══ Reading text

The semi private lessons deffinatly sound like a better option though as I progressed much faster with an hour every week  I was going to suggest it might be possible to have 2 half hour lessons a week, but its not always pratical, and now you have the option for the semis, my twice weekly idea is kind of invalid! Ah well  

Good luck, and I hope the riding bug bites you and your hooked! Its great


----------



## jinxremoving (Apr 6, 2009)

I think it really depends on your ultimate goal. If you're only interested in taking lessons for the sake of being able to do trail rides and you have no intention of showing (competing), then one 30 minute a lesson a week will probably be sufficient to help you get the basics down. Obviously if you can get more time in the saddle then you'll learn things a lot quicker... but I also know people who ride A LOT and are still awful riders. So it may not necessarily be how often you ride and more of a how much you understand and can execute properly.

Regardless, I started out with one lesson a week and after a couple months realized it wasn't enough, then I did two lessons a week and now I have a lesson pretty much every other day... and guess what, it's still not enough! When the riding bug REALLY bites you, you'll do everything you can to get more time in the saddle.


----------



## ThursdayNext (Oct 18, 2011)

The semi-private sounds great, and since you're just starting out, a jr instructor is probably fine for your needs. Going and getting some extra saddle time with your buddy's horse would also be good for you and for that horse, and if you can pick up some time riding trails with your bf sister that's even better.

It was easy for me to make resource decisions because when I got back into riding, my other hobbies weren't nearly so interesting any more. Freed up some money, which immediately got used up by the horses. :lol:


----------



## 2horses (Oct 11, 2009)

I just want to say that any amount of time you ride will be beneficial. I had a horse for a year when I was a child and then didn't ride again until I was an adult. I started with once-a-week 30 minute lessons, and I was able to accomplish all of the goals you set for yourself. So don't get discouraged if you are not able to devote the ideal amount of time for riding. It's harder to find time when you have all of the responsibilities of being an adult.


----------

════
══ Records

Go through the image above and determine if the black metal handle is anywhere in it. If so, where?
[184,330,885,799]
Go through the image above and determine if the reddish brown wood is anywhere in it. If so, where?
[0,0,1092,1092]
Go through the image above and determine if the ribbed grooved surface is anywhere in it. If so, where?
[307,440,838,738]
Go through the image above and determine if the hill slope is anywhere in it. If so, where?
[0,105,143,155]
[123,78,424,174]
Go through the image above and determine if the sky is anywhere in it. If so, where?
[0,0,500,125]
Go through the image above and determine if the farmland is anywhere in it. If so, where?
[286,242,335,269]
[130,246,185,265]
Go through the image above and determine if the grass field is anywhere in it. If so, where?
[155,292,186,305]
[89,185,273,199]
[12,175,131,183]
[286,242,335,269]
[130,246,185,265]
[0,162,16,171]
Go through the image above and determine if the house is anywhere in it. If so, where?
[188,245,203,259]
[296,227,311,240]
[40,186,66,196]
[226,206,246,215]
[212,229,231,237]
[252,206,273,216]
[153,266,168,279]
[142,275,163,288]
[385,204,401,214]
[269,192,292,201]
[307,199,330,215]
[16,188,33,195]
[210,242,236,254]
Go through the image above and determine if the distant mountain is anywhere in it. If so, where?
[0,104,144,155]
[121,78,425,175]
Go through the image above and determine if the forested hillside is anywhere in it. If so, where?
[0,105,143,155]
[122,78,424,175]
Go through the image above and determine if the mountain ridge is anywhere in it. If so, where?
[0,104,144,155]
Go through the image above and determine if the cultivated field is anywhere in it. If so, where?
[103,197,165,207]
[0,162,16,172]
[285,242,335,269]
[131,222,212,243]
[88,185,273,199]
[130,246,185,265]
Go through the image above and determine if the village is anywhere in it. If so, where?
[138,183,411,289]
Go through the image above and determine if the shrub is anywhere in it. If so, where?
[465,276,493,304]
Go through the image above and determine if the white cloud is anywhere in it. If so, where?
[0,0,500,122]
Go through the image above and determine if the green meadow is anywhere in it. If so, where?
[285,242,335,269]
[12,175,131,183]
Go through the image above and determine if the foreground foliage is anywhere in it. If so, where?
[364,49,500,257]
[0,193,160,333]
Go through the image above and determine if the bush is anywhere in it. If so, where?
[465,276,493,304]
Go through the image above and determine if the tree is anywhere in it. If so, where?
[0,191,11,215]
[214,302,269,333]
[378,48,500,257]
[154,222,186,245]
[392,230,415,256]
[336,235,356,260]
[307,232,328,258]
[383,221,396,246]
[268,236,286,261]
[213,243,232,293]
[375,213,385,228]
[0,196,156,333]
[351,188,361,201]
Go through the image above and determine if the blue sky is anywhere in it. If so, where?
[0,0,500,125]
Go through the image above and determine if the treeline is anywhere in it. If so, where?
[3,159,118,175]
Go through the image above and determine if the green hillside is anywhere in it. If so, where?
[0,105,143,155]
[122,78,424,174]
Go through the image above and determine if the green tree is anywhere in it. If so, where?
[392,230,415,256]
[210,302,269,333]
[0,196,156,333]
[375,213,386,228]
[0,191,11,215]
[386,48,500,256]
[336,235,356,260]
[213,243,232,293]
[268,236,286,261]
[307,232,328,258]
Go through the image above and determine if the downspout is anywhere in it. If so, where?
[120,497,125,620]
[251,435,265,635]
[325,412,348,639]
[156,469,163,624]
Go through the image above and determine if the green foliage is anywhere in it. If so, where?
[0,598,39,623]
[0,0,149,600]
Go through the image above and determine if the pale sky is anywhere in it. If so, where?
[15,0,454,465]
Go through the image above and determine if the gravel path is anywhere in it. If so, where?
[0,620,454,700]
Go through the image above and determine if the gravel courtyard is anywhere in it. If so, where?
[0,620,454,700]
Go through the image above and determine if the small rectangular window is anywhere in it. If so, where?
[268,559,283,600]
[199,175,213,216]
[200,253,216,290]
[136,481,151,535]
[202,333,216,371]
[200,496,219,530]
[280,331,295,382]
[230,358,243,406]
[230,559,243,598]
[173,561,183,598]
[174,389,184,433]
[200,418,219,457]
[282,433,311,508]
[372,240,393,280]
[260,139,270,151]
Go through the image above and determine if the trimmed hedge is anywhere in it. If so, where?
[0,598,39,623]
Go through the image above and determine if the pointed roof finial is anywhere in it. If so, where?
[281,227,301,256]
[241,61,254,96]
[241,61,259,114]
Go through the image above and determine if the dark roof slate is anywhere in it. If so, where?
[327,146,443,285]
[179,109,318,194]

════

* [Tasks]:
[1] In the forum thread on riding lessons, how often does jinxremoving now have a lesson?
[2] Write out the stretch of the forum thread on riding lessons from "The semi-private sounds" through "(Oct 11, 2009)".
[3] Summarize the forum thread on riding lessons in two sentences.

* [Answers provided]:
[1] Pretty much every other day.

[2]
The semi-private sounds great, and since you're just starting out, a jr instructor is probably fine for your needs. Going and getting some extra saddle time with your buddy's horse would also be good for you and for that horse, and if you can pick up some time riding trails with your bf sister that's even better.

It was easy for me to make resource decisions because when I got back into riding, my other hobbies weren't nearly so interesting any more. Freed up some money, which immediately got used up by the horses. :lol:


----------



## 2horses (Oct 11, 2009)

[3] Replies in the thread favor semi-private lessons and extra saddle time for a beginner, though one poster says the right amount depends on the rider's goal and that understanding and executing properly may matter more than how often one rides. Another poster reached goals like those the beginner set with once-a-week 30-minute lessons and says any amount of riding time will be beneficial.